● **WHAT IS BEING ASKED**: Render the lines of the material between the line containing "Each instance of the snow receives" and the line containing "Each instance of the overcast", inclusive, as a Markdown table with two columns, Row and Line. Give each line's number in Row, place the line itself in Line, and omit blank lines.

● **SUPPLIED DATA**:
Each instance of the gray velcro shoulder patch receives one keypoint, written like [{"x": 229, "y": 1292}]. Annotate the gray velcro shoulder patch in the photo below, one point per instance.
--
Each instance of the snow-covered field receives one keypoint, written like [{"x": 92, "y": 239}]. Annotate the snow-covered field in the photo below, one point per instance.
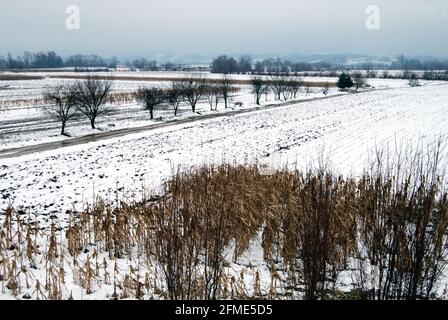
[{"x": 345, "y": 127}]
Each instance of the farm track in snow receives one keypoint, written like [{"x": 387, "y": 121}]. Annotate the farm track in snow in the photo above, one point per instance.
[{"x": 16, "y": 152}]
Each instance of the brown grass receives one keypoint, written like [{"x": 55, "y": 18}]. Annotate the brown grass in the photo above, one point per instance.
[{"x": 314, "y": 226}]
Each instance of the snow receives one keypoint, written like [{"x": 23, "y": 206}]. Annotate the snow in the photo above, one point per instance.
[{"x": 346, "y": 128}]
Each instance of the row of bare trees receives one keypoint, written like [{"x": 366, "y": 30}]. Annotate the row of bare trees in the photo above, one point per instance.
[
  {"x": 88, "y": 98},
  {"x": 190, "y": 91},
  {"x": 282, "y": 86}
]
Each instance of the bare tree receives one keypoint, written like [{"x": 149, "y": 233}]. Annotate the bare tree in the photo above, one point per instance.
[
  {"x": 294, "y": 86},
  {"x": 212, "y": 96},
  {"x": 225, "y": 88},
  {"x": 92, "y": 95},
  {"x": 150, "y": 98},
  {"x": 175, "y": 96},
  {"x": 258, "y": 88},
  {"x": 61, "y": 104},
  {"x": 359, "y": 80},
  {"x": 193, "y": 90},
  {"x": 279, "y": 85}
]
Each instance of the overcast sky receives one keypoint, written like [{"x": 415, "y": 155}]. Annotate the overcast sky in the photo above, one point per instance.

● **COMPLETED TASK**:
| Row | Line |
|---|---|
| 1 | Each instance of the snow receives one keypoint, written like [{"x": 23, "y": 206}]. Annotate the snow in the photo above, one point per instance. |
| 2 | [{"x": 346, "y": 128}] |
| 3 | Each instance of the row of bare trees receives one keypoint, written like [{"x": 366, "y": 30}]. Annotate the row of bare trees in the photo above, one point per instance. |
| 4 | [ |
| 5 |   {"x": 88, "y": 98}, |
| 6 |   {"x": 190, "y": 91}, |
| 7 |   {"x": 282, "y": 86} |
| 8 | ] |
| 9 | Each instance of the bare tree receives one keypoint, written like [{"x": 149, "y": 233}]. Annotate the bare tree in the photo above, one point per instance. |
| 10 | [ |
| 11 |   {"x": 294, "y": 86}, |
| 12 |   {"x": 212, "y": 96}, |
| 13 |   {"x": 225, "y": 88}, |
| 14 |   {"x": 92, "y": 95}, |
| 15 |   {"x": 150, "y": 98}, |
| 16 |   {"x": 175, "y": 96}, |
| 17 |   {"x": 258, "y": 88}, |
| 18 |   {"x": 61, "y": 104}, |
| 19 |   {"x": 359, "y": 80}, |
| 20 |   {"x": 193, "y": 90}, |
| 21 |   {"x": 279, "y": 85} |
| 22 | ] |
| 23 | Each instance of the overcast sky receives one keypoint, written like [{"x": 415, "y": 155}]. Annotate the overcast sky in the photo above, one point per instance. |